- **Given problem**
Write out every line of the records below, from the line containing "Task: find each instance of the black pants" down to the end, and rescale the point coordinates in the answers by multiplying each by 2.5 and rounding to a whole number, with halves rounded up. Copy all other lines and numbers unchanged.

══ Information shown ══

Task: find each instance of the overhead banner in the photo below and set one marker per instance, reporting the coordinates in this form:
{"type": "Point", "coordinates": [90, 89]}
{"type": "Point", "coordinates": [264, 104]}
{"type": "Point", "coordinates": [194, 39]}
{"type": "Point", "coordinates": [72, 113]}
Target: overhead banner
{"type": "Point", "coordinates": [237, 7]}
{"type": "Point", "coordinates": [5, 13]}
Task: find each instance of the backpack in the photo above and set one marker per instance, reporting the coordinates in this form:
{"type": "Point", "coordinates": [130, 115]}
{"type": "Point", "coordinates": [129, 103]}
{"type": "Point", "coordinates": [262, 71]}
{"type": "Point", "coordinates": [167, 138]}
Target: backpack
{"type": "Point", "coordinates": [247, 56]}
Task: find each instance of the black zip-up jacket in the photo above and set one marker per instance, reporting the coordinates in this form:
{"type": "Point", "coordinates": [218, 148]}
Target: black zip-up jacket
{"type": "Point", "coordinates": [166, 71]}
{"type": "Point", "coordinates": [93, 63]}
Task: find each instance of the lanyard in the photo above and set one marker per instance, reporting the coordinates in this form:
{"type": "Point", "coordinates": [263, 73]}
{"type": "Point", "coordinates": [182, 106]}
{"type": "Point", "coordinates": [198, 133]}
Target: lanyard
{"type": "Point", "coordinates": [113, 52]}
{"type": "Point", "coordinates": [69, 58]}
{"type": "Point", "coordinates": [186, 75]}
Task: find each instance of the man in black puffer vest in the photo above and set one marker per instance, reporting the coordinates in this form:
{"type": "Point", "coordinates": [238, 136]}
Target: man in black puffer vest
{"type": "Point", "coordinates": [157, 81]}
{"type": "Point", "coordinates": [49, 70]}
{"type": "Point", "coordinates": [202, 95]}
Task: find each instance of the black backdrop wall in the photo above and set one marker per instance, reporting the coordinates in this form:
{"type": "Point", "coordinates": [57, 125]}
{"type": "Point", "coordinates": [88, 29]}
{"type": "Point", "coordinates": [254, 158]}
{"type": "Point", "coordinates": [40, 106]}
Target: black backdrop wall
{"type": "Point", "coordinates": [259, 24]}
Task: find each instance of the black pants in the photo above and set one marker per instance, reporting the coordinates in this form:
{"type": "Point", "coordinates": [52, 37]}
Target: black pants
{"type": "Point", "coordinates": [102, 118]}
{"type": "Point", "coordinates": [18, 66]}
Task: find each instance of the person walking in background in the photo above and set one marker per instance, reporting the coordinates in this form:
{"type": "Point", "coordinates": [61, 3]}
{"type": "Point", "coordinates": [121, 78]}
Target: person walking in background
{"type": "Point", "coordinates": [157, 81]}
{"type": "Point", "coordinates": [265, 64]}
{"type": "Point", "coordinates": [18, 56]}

═══

- **Written reply**
Task: find each instance of the black pants in the photo above and set one marker per instance, reporting the coordinates in this form:
{"type": "Point", "coordinates": [52, 37]}
Target: black pants
{"type": "Point", "coordinates": [255, 295]}
{"type": "Point", "coordinates": [45, 165]}
Task: find each instance of the person walking in background in the photo above and set one marker per instance, reporting the coordinates in this form:
{"type": "Point", "coordinates": [61, 3]}
{"type": "Point", "coordinates": [121, 78]}
Target: person walking in background
{"type": "Point", "coordinates": [393, 203]}
{"type": "Point", "coordinates": [663, 160]}
{"type": "Point", "coordinates": [45, 140]}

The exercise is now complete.